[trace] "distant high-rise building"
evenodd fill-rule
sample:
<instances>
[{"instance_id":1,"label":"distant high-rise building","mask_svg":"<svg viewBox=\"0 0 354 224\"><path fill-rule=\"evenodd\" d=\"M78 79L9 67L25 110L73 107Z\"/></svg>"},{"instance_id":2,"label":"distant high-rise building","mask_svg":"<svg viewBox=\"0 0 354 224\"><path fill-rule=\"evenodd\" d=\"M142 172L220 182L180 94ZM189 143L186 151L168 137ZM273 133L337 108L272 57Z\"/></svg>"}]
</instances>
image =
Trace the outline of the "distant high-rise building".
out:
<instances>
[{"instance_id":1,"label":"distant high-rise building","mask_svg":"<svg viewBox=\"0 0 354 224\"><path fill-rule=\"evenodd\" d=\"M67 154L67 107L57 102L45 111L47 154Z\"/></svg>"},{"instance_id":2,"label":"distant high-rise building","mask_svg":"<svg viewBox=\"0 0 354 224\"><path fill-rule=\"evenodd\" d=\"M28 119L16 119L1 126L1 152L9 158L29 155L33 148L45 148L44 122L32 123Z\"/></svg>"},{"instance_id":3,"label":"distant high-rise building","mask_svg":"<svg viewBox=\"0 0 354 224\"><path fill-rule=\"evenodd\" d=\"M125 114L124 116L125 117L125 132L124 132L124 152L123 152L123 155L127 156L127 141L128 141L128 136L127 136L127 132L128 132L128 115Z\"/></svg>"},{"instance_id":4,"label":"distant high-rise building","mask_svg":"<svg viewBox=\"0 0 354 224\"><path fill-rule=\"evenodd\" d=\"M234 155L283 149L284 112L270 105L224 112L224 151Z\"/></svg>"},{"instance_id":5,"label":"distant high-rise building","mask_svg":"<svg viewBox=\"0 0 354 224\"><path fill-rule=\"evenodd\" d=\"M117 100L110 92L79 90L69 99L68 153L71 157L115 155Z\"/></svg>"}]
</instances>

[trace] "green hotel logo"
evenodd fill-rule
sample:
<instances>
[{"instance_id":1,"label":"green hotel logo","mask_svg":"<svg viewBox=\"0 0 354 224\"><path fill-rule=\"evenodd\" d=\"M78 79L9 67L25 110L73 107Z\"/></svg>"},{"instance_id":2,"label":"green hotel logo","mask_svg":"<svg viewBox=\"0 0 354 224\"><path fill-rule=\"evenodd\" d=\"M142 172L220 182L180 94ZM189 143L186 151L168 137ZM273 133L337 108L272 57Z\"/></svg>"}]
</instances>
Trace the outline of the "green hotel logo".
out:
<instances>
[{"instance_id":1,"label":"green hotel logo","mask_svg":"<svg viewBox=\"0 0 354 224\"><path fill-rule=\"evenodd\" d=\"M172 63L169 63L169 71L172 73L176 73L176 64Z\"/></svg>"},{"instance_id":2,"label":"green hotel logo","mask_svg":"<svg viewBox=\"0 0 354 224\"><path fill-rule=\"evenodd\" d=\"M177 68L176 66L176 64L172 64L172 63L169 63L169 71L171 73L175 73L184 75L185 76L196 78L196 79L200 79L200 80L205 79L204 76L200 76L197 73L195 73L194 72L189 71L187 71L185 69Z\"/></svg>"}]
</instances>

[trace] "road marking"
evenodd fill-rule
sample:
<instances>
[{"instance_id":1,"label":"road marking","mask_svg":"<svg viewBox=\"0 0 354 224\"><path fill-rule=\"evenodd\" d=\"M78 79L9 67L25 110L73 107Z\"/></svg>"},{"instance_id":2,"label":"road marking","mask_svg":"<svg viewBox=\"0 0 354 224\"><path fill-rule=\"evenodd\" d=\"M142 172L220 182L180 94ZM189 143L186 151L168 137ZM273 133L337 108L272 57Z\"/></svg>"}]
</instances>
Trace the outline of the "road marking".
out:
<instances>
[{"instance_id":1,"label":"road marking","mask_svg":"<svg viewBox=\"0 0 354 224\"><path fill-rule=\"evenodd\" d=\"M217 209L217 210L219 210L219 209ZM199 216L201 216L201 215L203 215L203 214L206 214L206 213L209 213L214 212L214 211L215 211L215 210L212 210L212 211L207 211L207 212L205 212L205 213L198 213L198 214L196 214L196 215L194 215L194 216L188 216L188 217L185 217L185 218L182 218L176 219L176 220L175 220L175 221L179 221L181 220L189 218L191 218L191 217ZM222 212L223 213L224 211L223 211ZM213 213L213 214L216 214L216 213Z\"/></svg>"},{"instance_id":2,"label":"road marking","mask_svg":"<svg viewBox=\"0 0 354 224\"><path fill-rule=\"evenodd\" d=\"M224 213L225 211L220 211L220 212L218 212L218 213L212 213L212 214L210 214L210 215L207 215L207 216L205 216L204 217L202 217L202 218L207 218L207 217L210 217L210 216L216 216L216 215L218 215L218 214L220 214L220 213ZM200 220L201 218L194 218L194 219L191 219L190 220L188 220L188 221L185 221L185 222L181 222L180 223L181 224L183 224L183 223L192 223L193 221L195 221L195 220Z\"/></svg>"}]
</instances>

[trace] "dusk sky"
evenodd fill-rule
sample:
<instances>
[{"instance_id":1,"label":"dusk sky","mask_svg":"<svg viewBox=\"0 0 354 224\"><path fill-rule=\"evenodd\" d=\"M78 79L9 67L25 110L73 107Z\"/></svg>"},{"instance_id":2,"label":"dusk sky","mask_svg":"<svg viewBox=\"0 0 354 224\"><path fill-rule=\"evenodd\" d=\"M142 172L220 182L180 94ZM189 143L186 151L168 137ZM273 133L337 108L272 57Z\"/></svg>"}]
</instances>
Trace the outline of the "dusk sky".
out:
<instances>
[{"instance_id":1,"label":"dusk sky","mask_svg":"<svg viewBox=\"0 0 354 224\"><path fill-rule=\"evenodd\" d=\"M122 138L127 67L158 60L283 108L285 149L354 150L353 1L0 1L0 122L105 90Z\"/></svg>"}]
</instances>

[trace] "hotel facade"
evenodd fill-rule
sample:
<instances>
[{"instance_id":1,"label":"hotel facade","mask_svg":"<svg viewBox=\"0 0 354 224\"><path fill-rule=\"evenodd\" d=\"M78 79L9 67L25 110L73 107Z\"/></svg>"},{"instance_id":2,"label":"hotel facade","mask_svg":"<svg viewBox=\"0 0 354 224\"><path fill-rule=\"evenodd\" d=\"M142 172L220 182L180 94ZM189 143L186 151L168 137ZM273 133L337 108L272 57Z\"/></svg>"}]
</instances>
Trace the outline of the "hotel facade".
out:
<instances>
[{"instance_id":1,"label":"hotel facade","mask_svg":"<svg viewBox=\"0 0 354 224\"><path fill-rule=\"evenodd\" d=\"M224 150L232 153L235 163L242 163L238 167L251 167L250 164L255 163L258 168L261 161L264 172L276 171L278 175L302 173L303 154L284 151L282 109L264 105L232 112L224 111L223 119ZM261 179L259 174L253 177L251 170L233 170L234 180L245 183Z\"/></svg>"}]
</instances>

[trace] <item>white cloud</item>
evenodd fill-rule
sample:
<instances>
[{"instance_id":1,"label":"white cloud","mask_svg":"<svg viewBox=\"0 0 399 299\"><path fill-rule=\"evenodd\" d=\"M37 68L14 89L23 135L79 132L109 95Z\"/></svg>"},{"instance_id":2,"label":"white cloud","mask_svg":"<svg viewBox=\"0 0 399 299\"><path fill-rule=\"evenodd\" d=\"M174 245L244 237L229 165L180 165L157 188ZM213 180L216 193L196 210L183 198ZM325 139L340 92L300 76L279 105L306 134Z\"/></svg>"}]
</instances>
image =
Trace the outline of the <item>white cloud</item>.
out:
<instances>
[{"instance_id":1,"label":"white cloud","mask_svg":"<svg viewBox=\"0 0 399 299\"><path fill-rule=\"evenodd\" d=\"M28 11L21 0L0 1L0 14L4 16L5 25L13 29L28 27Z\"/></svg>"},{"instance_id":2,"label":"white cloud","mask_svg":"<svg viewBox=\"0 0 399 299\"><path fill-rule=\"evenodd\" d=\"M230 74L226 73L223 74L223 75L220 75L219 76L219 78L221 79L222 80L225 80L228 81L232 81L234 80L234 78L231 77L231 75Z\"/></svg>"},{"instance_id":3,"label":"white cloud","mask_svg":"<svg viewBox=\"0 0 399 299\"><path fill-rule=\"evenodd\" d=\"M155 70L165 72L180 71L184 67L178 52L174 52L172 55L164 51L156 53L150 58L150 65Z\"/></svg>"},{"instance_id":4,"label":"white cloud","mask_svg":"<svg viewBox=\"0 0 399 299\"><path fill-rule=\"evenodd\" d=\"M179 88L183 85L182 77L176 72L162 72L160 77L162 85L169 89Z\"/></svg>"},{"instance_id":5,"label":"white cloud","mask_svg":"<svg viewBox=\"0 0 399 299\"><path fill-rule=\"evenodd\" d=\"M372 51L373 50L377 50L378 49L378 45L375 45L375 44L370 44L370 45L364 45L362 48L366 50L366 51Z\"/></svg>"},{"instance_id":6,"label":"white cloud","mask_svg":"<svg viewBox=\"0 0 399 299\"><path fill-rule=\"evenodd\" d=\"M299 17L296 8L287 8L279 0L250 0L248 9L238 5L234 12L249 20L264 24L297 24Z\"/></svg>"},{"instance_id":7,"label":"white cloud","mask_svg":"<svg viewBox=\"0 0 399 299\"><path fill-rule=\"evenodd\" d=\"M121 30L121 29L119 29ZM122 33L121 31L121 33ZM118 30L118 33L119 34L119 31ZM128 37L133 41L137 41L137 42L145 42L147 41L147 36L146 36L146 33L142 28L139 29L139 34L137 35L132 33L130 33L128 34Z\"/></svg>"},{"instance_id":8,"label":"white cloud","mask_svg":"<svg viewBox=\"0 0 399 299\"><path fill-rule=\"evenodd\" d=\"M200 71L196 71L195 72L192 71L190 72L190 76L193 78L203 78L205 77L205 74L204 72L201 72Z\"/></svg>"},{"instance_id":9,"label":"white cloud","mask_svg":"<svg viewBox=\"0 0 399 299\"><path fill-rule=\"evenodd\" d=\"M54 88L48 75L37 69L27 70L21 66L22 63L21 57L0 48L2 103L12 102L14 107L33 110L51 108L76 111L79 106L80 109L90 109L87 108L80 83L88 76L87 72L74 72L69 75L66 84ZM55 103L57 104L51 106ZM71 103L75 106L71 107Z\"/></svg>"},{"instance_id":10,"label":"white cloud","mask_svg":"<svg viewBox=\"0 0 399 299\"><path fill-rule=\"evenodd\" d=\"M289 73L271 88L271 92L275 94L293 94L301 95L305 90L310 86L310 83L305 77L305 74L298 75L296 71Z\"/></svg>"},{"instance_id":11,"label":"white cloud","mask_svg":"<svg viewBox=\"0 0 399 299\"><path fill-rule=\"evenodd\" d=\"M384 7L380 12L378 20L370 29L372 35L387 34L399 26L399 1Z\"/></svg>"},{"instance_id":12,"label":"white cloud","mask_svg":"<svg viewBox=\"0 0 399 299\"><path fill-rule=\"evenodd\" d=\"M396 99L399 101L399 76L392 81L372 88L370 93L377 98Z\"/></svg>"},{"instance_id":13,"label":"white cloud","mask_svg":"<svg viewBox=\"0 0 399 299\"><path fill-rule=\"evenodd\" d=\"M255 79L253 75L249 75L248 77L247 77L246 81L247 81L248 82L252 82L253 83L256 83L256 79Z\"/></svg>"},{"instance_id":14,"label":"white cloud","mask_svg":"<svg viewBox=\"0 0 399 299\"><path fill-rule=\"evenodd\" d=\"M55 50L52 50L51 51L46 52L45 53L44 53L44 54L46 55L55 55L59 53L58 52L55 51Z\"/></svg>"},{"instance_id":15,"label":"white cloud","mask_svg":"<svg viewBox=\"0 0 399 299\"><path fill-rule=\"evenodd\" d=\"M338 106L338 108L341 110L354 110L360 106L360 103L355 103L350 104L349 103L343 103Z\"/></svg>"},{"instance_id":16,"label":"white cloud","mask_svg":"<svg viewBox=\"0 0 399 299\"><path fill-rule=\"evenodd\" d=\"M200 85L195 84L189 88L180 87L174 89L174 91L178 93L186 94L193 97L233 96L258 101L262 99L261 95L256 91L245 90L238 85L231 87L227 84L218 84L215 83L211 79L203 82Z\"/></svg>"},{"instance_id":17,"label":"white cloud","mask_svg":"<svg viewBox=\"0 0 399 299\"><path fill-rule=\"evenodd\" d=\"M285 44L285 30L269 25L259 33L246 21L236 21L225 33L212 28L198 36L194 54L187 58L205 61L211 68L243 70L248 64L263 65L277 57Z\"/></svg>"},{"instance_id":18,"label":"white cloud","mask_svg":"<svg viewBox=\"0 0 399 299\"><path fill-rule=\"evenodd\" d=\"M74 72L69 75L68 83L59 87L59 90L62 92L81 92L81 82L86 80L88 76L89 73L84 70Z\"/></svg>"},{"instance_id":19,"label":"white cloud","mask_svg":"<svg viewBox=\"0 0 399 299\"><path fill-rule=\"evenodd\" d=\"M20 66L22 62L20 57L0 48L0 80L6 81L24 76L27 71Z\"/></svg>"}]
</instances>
---
TASK BRIEF:
How many lines in the listing above contain the string "logo", with case counting? Reply with the number alone.

WRITTEN ANSWER:
4